Esta fue la ansiedad que convirtió en ventaja Luis Napoleón, el sobrino aventurero del primer Napoleón. Era un extraño: nadie le conocía en Francia y él no conocía a nadie, había visto el país solo a través de los barrotes de la prisión y hablaba francés con acento alemán. Pero la mayoría de la nación votó por él, porque esperaba que superara lo que consideraban el mayor peligro, el terrorismo de los fanáticos. Así, el antidemocrático levantamiento de los socialistas llevó al Segundo Imperio. Solo él fue responsable de todos los desastres que el gobierno de Napoleón III y Eugenia produjeron a Francia y a Europa.
Los luctuosos acontecimientos de junio de 1848 se duplicaron en la Comuna de París en la primavera de 1871, que dio nuevas evidencias del resuelto apoyo de los socialistas a la dictadura, el gobierno de la minoría y el terrorismo. De nuevo el ejército y sus comandantes tuvieron que defender los derechos de la mayoría contra las confabulaciones de una minoría. Fue una guerra civil para la causa del gobierno parlamentario contra la tiranía.

☆ ☆ ☆ ☆ ☆

• _SERIE DE EJERCICIOS_
- 1) Responda, a partir del fragmento sobre Luis Napoleón, las siguientes preguntas:
(a) ¿Con qué acento hablaba francés Luis Napoleón?
(b) ¿Qué esperaba la mayoría de la nación al votar por él?
(c) ¿En qué estación y en qué año se produjo la Comuna de París?
- 2) Prosiga el fragmento sobre Luis Napoleón a partir de su última oración.
El listado no interviene en este ejercicio.

☆ ☆ ☆ ☆ ☆

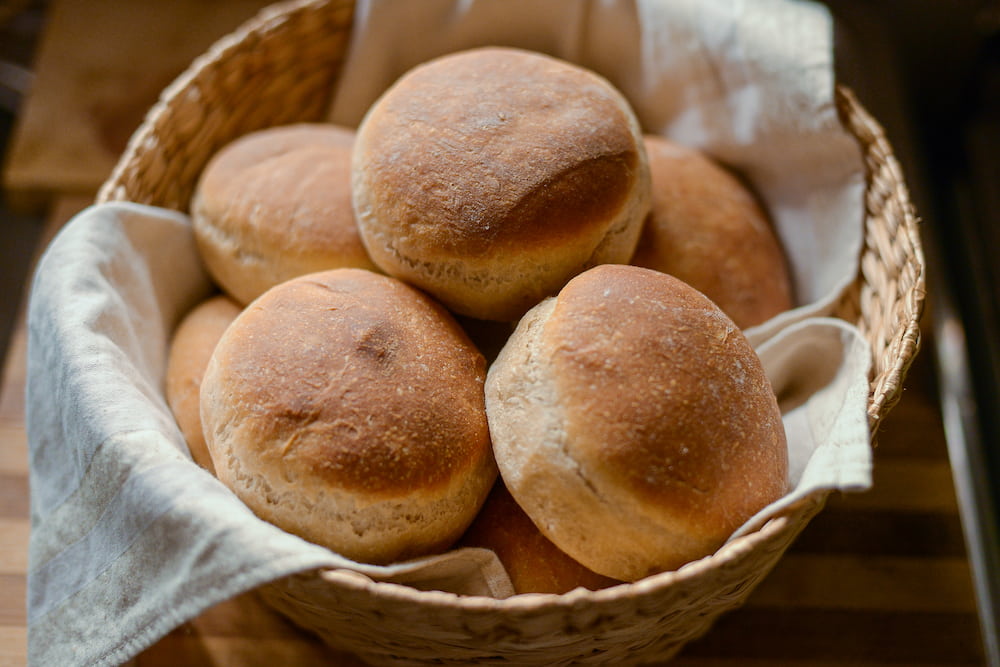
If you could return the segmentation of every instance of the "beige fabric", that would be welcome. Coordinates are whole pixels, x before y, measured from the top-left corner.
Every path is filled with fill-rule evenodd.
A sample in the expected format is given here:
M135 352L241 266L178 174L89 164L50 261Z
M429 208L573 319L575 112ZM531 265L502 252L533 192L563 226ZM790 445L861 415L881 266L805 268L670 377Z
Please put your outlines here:
M793 497L871 484L869 352L852 327L821 317L856 273L863 169L837 123L820 5L370 0L356 20L331 110L341 122L420 59L509 43L597 69L647 129L743 169L776 217L802 304L750 332L786 407ZM124 662L216 602L316 567L506 595L482 552L391 568L345 561L255 519L189 459L163 398L166 342L208 289L187 218L134 204L83 212L39 266L27 397L32 663Z

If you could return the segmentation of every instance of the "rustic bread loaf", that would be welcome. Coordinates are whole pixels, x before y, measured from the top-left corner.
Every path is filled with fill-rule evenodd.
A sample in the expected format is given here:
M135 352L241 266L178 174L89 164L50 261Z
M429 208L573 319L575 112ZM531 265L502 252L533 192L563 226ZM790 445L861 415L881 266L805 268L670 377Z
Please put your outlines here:
M486 409L518 504L614 579L712 553L786 491L760 360L715 304L657 271L596 267L533 308L490 367Z
M459 544L489 549L510 576L515 593L599 590L621 583L591 572L542 535L498 480Z
M401 77L358 128L361 238L457 313L516 320L572 276L631 258L649 171L628 102L593 72L481 48Z
M225 295L201 302L177 326L167 356L167 403L187 440L191 457L210 472L214 467L201 430L201 380L216 343L240 310L240 305Z
M449 547L489 493L485 374L426 295L335 269L240 314L205 372L201 416L217 476L258 516L384 564Z
M215 281L242 304L314 271L375 269L351 204L354 131L324 123L245 135L206 165L195 239Z
M652 207L631 263L680 278L742 329L791 308L784 250L747 186L701 151L645 144Z

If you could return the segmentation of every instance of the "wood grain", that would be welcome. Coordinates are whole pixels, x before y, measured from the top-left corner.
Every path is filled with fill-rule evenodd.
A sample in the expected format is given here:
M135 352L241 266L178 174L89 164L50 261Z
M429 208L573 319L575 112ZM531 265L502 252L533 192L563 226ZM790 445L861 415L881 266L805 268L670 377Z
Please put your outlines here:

☆ ☆ ☆ ☆ ☆

• _RESPUESTAS POR EJERCICIO_
- 1)
(a) Con acento alemán.
(b) Que superara lo que consideraban el mayor peligro, el terrorismo de los fanáticos.
(c) En la primavera de 1871.

- 2)
Todos los argumentos aportados para justificar estas dos rebeliones fueron esencialmente antidemocráticos. Iban así: Los proletarios socialistas son la élite, la vanguardia de las masas empobrecidas. Saben mejor que la desorientada mayoría qué servirá mejor a los intereses de la nación, son el centro de la ola del futuro. Por tanto tienen la sagrada tarea de acabar con la mayoría y establecer su propio poder dictatorial. La democracia es un tenue disfraz para el gobierno de los explotadores. Debería llamarse “plutodemocracia”. Los líderes de la élite tienen la tarea de aprovechar cualquier oportunidad para hacerse con el poder. Lo correcto es lo que ellos denominan como tal.
Estas ideas son familiares para nuestros contemporáneos: son las doctrinas de Georges Sorel, de los defensores franceses de Acción directa, de Lenin, de Mussolini y Hitler. No es nuestra tarea criticarlos, solo tenemos que destacar que no son democráticos. Los firmantes de la Declaración Americana de Independencia eran también una élite, pero eran los representantes de la gran mayoría de sus conciudadanos. Eran una élite porque sus compatriotas les habían elegido para proteger el bienestar nacional. No eran una junta de conspiradores dispuestos a robar a sus compatriotas en la autodeterminación. Era una democracia.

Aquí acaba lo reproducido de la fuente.